Nice piece, it reminded me a bit of Bernard Cornwall. About the only useful thing I can pass on is something my own proofreader told me (he goes through the stories after I post them). The first word inside any speech marks should be capitalised, after those speech marks you don't need to capitalise the non-speech stuff...er, bad explanation. Demo:
I fear I shall die of old age before this demo finishes downloading exclaimed frogbeastegg, Good thing I have a story to read while I wait or I would be in danger of dozing off at the keyboard.

Axeknight
03-30-2004, 17:39
Thanks Lady Frog Yeah, I read alot of Cornwell, and I'm really enjoying the Aubrey/Maturin tales of Patrick o' Brian. Bit of a historical fiction nut.

Dang I knew that speech mark thing Just forgot while writing. http://www.totalwar.org/forum/non-cgi/emoticons/gc-no.gif I can be so stupid

I now know what you meant when you said that the characters in your Princess Eleanor (sp?) series just told you what was going to happen and you wrote it. My characters didn't even have the decency to tell me They just ran off, insulting me as they went Ross and Style were going to be bit characters - just there in the first scene to start it off - but then they turned up at the battle, in the spear line. And Fitzjohn was supposed to stay put, the idea being that the story could be told from the point of view of the commander, ordering people about, and the ordinary soldiers (Ross and Style), following the orders. But then the spears didn't charge, and he just ran off I couldn't call him back, so I had to have him fight.

*Exercise instructions:*
1. In the forum thread, which two characters were meant to appear only as bit characters in the first scene?
2. Do these statements agree with the forum thread? (a) Fitzjohn was originally supposed to stay put. (b) The spears charged as planned. (c) Axeknight is enjoying the Aubrey/Maturin tales.
3. Carry on the forum thread about Axeknight's story from the point where it stops.
The items after the forum thread are separate material with no connection to it.

*Provided data:*
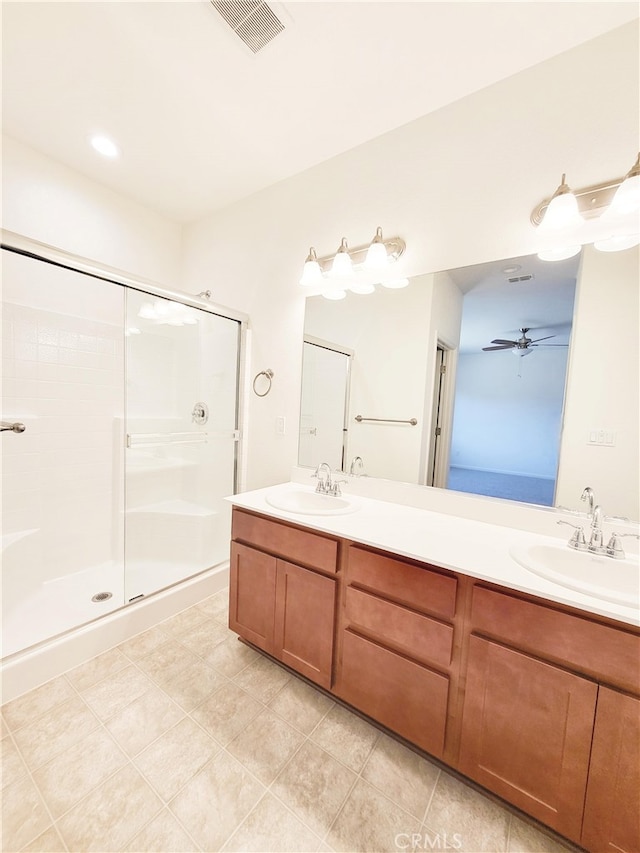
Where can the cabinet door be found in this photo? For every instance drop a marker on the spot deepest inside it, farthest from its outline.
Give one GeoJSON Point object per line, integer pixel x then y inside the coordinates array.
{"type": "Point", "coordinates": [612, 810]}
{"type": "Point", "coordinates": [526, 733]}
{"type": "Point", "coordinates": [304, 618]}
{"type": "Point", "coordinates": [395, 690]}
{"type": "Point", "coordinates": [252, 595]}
...
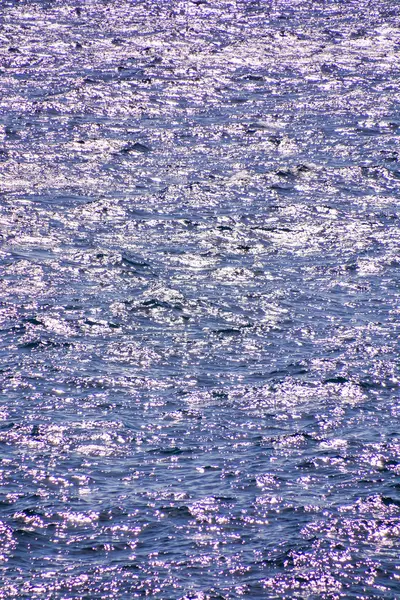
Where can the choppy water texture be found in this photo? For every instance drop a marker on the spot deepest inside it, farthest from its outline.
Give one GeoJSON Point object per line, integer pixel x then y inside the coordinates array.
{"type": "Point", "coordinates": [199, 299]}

*Final results:*
1. Ross and Style.

2.
(a) Yes: "And Fitzjohn was supposed to stay put"
(b) No: "But then the spears didn't charge"
(c) Yes: "I'm really enjoying the Aubrey/Maturin tales of Patrick o' Brian"

3.
P.S For extra points, guess the V&Vs Fitzjohn would have if he were in MTW...

*EDIT* Gah, typoes

Ludens
04-07-2004, 17:04
Creative critisism? I am sorry, but I am not good at that http://www.totalwar.org/forum/non-cgi/emoticons/tongue.gif .

Good job, Axeknight. A nice battle report. I liked the way you kept switching between perspectives, although you might have done it a little too often at the end. Fitzjohn's character was also good.
The only thing that is required to make this a real story, in stead of 'just' a battle report, is a theme. You need to give a reason for the story. Why is this battle? Why are the characters here? Why do they do what they do? But such a thing is hard (and not really necessary) when writing a battle report. But anyway, you did a fine job, and I look forward to reading more from you.

Axeknight
04-07-2004, 17:26
First off, thanks for your comments, Ludens http://www.totalwar.org/forum/non-cgi/emoticons/bigthumb.gif Any creative criticism is appreciated.

Erm... When you say 'battle report' do you mean MTW-related? Cause this battle has never happened to me in the game, 'twas just 'sumfing wot I wrote', so to speak.

Yeah, I want to write more for these characters, as I like them, but at the moment they're about as deep as your average paddling pool. Hopefully, if I get round to it, I'll finish the next bit.

As far as a 'reason', I'm hoping to turn this one battle into a campaign, where Fitzjohn (Word kept changing the name with spellcheck to 'Fit John', v. annoying) rises in station from being a Baron in charge of a small garrison force in a far corner of France, to... well, you'll see. The same goes for the two soldiers, Ross and Style. They're tied to Fitzjohn and will also rise in station. I want to make more of Style. He doesn't actually do much in this bit, except be a bit annoying. I really like Ross, though. Expect more anti-rich, anti-knight comments from the Scottish one...

But I'm going to write more than just battles (this is all if I get round to it, BTW), there'll hopefully be spying, assassinations, raiding and pillaging, politics, etc.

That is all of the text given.